# Your objective
Write out all of the data without omission, exactly as shown.

# Input material
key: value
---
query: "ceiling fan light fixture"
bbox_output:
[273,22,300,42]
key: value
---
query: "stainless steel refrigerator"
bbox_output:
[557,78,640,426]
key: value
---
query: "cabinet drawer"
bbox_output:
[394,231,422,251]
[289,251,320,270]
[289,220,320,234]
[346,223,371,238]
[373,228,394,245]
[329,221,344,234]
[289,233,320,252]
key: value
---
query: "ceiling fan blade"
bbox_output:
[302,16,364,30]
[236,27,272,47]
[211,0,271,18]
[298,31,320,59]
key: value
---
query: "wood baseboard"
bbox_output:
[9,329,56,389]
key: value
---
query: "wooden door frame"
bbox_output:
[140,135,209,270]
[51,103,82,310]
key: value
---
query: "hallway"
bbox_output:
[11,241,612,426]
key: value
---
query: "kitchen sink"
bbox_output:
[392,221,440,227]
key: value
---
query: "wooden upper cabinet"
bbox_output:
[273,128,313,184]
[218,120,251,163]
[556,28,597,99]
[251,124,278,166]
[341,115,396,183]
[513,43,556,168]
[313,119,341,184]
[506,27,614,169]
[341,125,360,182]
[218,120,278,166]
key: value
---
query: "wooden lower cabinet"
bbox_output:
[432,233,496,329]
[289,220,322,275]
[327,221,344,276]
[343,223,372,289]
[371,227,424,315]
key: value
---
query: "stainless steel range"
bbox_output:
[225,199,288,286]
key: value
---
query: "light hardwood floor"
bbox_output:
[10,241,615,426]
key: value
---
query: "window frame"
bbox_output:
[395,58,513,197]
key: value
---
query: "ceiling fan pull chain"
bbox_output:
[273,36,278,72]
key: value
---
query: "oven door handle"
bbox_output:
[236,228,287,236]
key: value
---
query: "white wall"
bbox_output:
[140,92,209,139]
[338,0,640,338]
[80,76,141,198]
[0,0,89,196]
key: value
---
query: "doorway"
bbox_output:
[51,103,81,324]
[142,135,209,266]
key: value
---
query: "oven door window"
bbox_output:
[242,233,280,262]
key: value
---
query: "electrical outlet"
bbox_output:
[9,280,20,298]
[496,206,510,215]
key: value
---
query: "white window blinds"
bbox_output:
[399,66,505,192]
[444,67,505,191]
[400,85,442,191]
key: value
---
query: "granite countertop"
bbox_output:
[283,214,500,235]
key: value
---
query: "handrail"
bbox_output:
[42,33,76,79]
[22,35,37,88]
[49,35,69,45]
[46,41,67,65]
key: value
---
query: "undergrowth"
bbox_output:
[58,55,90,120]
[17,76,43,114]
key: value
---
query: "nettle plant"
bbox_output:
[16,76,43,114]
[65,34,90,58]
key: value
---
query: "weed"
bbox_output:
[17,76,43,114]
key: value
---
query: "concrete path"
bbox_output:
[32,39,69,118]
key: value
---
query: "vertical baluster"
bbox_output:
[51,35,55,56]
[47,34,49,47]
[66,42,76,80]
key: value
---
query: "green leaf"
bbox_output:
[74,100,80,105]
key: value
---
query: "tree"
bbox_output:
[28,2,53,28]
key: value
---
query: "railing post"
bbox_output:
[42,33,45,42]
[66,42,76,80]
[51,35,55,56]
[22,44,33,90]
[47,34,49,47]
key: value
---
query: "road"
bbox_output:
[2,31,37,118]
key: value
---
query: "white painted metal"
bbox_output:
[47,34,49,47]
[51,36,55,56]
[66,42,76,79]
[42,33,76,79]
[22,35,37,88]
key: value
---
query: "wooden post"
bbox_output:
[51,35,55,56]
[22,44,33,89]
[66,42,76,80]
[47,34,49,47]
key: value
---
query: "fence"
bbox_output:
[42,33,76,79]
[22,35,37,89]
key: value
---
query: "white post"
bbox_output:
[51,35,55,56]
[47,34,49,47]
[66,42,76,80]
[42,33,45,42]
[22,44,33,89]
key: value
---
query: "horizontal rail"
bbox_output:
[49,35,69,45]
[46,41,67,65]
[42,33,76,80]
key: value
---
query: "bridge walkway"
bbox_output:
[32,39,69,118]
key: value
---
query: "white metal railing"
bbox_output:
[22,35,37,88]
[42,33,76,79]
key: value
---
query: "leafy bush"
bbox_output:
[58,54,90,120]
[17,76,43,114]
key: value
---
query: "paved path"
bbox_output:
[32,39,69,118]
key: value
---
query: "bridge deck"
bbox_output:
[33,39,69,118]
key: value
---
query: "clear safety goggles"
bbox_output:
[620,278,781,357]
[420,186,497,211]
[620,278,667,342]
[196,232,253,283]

# Solution for this task
key: value
---
query: "ceiling fan light fixture"
bbox_output:
[273,22,300,42]
key: value
---
query: "stainless steel refrigerator"
bbox_output:
[557,78,640,426]
key: value
---
query: "cabinet drawer"
bbox_output:
[394,231,422,251]
[289,251,320,270]
[289,220,320,234]
[346,223,371,238]
[373,228,394,245]
[329,221,344,234]
[289,233,320,252]
key: value
---
query: "ceiling fan blade"
bbox_output:
[302,16,364,30]
[236,27,272,47]
[211,0,271,18]
[298,31,320,59]
key: value
---
query: "wood baseboard"
bbox_output:
[9,329,56,389]
key: value
---
query: "wooden door frame"
bbox_output:
[140,135,209,270]
[51,103,82,310]
key: value
---
query: "hallway"
bbox_output:
[11,241,612,426]
key: value
---
query: "kitchen sink"
bbox_output:
[392,221,440,227]
key: value
---
query: "wooden upper cabinet"
bbox_output:
[273,128,313,184]
[218,120,251,163]
[556,28,597,99]
[251,124,278,166]
[341,115,396,183]
[513,43,556,168]
[313,119,341,184]
[506,27,614,169]
[341,125,360,182]
[218,120,278,166]
key: value
---
query: "wooden lower cabinet"
bbox_output:
[432,233,496,329]
[289,220,322,275]
[327,221,344,276]
[343,223,372,289]
[371,227,424,315]
key: value
---
query: "stainless steel range"
bbox_output:
[225,199,288,286]
key: value
---
query: "light hardwood floor"
bbox_output:
[10,241,615,426]
key: value
---
query: "window frame"
bbox_output:
[395,58,513,197]
key: value
---
query: "ceiling fan pull chain"
bbox_output:
[273,36,278,72]
key: value
---
query: "oven door handle"
bbox_output:
[236,228,287,236]
key: value
---
query: "white wall"
bbox_output:
[140,92,209,139]
[338,0,640,338]
[80,76,141,198]
[0,0,89,196]
key: value
---
query: "doorway"
bbox_output:
[51,103,81,324]
[142,135,209,266]
key: value
---
query: "oven door window"
bbox_output:
[242,233,280,262]
key: value
---
query: "electrical outlet"
bbox_output:
[9,280,20,298]
[496,206,510,215]
key: value
---
query: "white window blinds"
bbox_output:
[399,66,505,192]
[444,67,505,191]
[400,85,442,191]
key: value
---
query: "granite countertop"
bbox_output:
[283,214,500,235]
key: value
---
query: "handrail"
bbox_output:
[42,33,76,79]
[22,35,37,88]
[49,35,69,45]
[46,41,67,65]
key: value
---
query: "undergrowth"
bbox_output:
[58,55,90,120]
[17,76,43,114]
key: value
---
query: "nettle plant"
bbox_output:
[16,76,43,114]
[65,34,90,58]
key: value
---
query: "weed"
bbox_output:
[17,76,43,114]
key: value
---
query: "concrete path"
bbox_output:
[32,39,69,118]
key: value
---
query: "vertical baluster"
bbox_output:
[51,35,55,56]
[47,34,49,47]
[66,42,76,80]
key: value
---
query: "green leaf"
bbox_output:
[74,100,80,105]
key: value
---
query: "tree"
bbox_output:
[28,2,53,28]
key: value
---
query: "railing post"
bbox_output:
[42,33,45,42]
[66,42,76,80]
[51,35,55,56]
[22,44,33,90]
[47,34,49,47]
key: value
---
query: "road"
bbox_output:
[2,31,37,118]
key: value
---
query: "white painted metal"
bbox_output:
[47,34,49,47]
[51,36,55,56]
[66,42,76,79]
[42,33,76,79]
[22,35,37,88]
key: value
---
query: "wooden post"
bbox_output:
[51,35,55,56]
[22,44,33,89]
[66,42,76,80]
[47,34,49,47]
key: value
---
query: "fence"
bbox_output:
[42,33,76,79]
[22,35,37,89]
key: value
---
query: "white post"
bbox_output:
[51,35,55,56]
[47,34,49,47]
[66,42,76,80]
[42,33,45,42]
[22,44,33,89]
key: value
---
query: "horizontal rail"
bbox_output:
[49,35,69,45]
[46,41,67,65]
[42,33,76,80]
key: value
---
query: "bridge walkway"
bbox_output:
[32,39,69,118]
key: value
---
query: "white metal railing"
bbox_output:
[22,35,37,88]
[42,33,76,79]
key: value
---
query: "leafy bush"
bbox_output:
[58,54,90,120]
[17,76,43,114]
key: value
---
query: "paved path"
bbox_output:
[32,39,69,118]
key: value
---
query: "bridge deck"
bbox_output:
[33,39,69,118]
key: value
---
query: "clear safety goggles"
bbox_output:
[620,278,781,357]
[420,186,497,211]
[620,278,667,342]
[196,232,253,283]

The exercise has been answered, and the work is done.